— Exercise material —
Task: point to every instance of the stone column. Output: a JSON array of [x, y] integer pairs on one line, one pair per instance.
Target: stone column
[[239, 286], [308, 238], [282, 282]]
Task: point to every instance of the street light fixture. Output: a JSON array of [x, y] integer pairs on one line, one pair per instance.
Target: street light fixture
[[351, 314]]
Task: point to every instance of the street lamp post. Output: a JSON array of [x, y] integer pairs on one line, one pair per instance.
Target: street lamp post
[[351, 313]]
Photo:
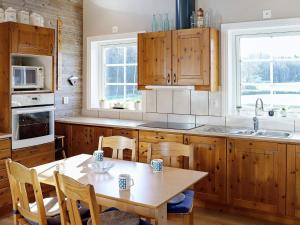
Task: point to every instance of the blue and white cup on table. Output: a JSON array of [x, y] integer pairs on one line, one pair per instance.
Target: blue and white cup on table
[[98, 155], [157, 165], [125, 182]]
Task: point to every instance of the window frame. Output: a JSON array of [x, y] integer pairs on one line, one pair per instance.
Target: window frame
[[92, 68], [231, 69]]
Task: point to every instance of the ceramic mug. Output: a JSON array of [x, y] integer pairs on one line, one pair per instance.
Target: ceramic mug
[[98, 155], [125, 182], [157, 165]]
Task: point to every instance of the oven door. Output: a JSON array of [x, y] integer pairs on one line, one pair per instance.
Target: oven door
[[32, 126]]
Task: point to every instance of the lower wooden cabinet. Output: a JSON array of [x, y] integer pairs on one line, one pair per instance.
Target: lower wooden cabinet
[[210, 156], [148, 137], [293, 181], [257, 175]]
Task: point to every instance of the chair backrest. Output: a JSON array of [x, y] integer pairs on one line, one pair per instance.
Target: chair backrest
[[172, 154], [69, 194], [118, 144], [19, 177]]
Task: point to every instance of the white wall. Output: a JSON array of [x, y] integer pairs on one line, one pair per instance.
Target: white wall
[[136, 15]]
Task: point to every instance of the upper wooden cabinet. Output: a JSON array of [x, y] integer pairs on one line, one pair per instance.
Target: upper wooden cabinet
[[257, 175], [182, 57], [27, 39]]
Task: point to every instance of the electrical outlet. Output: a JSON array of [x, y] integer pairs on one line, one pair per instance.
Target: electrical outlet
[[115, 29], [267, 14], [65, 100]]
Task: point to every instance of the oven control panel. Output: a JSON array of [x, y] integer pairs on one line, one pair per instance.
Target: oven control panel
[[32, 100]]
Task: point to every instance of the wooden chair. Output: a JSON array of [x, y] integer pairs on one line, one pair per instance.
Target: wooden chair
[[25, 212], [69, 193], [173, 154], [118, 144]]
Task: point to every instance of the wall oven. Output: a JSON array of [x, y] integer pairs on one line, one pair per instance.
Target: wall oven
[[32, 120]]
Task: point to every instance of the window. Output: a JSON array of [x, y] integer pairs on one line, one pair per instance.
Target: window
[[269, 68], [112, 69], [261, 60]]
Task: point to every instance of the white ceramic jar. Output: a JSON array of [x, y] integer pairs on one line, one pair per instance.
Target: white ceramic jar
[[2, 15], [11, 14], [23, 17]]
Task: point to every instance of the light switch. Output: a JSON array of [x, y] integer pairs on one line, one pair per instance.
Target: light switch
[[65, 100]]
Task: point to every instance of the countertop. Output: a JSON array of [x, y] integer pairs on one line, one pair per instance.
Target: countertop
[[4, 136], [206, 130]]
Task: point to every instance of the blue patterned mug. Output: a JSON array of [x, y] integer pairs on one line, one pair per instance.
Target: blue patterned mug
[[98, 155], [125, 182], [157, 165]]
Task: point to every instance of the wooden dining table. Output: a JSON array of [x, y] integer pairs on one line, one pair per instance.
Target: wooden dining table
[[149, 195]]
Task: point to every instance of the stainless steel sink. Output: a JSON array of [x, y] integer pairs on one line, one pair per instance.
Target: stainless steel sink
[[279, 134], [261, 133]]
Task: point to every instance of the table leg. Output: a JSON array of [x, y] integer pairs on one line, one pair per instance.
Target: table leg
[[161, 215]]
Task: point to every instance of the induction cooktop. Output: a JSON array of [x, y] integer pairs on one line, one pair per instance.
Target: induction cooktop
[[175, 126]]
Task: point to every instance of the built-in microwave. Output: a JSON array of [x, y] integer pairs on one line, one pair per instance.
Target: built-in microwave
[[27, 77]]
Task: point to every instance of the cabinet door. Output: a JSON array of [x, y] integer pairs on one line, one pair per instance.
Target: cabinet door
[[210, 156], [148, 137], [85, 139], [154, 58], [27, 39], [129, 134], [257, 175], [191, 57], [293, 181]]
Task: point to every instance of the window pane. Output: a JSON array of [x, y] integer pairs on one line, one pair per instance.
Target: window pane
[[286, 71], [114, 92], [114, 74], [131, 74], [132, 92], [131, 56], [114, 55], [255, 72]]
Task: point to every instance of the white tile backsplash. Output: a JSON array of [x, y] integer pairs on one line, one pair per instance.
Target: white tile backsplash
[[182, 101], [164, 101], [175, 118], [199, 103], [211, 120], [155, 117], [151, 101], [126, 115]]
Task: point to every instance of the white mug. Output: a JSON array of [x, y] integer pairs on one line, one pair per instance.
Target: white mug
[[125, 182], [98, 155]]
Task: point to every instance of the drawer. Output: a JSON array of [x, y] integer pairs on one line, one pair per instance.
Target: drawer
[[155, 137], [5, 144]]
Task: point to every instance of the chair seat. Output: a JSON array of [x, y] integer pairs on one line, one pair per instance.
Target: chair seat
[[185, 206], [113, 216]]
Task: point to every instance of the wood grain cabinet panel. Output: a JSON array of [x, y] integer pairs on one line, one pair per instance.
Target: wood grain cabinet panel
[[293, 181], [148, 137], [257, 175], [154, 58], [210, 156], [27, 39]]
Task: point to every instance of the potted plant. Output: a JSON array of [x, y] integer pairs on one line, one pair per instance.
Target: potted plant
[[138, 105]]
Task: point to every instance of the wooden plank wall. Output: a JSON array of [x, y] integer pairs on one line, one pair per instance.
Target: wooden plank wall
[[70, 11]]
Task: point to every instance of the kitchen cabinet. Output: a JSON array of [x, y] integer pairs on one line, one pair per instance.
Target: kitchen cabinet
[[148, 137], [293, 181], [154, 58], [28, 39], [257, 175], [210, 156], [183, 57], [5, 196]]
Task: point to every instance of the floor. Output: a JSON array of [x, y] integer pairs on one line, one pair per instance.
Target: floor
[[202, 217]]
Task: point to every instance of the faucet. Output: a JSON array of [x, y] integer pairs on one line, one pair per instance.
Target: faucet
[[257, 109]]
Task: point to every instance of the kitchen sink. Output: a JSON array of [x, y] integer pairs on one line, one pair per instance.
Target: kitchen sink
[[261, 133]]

...

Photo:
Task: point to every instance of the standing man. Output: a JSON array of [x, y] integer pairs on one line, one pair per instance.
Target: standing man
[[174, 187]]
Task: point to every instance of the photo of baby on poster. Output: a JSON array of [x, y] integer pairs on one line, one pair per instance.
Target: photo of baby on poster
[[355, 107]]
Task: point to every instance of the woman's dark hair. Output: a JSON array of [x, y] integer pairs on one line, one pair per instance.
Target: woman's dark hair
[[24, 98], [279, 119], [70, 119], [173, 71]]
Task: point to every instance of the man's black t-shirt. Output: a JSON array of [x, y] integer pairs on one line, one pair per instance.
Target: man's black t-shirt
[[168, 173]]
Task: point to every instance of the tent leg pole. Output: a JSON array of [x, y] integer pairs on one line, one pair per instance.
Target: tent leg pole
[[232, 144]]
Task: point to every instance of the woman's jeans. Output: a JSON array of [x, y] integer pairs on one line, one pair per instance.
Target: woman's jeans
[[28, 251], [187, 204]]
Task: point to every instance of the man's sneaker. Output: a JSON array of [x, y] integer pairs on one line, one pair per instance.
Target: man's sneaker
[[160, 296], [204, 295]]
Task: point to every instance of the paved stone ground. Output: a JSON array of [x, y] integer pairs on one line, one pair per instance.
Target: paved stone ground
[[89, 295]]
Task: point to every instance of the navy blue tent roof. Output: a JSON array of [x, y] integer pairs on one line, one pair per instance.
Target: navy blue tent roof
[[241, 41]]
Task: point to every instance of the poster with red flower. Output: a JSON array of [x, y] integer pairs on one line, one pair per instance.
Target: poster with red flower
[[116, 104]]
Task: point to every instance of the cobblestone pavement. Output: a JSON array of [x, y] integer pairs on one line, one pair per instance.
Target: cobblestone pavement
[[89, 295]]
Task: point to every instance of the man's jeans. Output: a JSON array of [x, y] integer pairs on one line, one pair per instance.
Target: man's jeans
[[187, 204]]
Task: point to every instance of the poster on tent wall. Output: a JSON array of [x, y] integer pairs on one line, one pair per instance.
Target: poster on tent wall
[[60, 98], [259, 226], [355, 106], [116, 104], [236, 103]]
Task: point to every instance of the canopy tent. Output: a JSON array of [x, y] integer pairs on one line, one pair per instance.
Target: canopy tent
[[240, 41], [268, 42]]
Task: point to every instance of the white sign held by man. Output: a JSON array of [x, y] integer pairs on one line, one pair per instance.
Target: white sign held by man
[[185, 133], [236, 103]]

...

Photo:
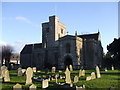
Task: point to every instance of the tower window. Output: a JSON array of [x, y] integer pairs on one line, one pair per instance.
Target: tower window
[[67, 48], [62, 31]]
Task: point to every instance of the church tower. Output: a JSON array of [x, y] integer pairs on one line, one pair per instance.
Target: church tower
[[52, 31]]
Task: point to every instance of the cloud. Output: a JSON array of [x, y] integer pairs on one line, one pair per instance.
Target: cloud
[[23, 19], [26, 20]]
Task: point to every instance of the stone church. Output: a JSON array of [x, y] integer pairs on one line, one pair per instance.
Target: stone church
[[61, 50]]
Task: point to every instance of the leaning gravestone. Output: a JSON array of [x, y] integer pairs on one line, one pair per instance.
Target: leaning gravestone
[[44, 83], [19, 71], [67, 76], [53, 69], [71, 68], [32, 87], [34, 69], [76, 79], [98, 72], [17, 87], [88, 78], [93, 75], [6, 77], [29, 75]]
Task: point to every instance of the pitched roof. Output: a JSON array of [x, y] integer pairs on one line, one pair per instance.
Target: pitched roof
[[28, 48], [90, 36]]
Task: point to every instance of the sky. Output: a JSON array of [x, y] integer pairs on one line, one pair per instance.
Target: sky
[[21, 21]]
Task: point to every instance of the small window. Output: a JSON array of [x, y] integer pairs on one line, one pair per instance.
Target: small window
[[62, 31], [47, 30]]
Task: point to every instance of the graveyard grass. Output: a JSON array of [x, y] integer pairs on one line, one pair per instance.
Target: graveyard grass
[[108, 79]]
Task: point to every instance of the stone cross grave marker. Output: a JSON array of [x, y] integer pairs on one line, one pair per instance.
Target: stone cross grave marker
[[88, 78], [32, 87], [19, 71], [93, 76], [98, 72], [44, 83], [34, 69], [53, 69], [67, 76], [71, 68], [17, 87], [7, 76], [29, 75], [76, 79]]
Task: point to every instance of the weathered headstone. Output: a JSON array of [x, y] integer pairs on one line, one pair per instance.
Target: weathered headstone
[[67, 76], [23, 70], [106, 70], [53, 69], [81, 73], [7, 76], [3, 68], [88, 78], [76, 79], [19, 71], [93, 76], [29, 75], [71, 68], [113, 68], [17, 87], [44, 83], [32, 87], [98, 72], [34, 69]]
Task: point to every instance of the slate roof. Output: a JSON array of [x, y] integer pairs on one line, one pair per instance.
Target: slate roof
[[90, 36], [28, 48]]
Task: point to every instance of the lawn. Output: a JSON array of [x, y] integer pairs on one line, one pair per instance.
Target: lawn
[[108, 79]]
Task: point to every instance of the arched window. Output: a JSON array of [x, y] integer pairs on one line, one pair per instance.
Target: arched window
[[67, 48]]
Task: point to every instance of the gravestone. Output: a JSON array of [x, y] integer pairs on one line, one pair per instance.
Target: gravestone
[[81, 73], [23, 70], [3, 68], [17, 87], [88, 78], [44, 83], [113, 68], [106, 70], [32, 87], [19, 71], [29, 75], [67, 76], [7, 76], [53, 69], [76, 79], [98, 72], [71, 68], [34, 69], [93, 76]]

— Activity —
Reproduce exactly the stretch of the material above that starts at the line with "Task: point to every instance of the photo" and ends at the line with "Task: point to every instance of the woman's dark", both included, and nothing else.

— Answer for this exercise —
Task: point to every instance of the photo of baby on poster. Output: a JSON array of [x, y] integer pairs on one line, one pair per instance.
Target: photo of baby on poster
[[355, 107]]
Task: point to every instance of the woman's dark hair. Output: a JSON array of [x, y] integer pairs on one line, one pair per instance.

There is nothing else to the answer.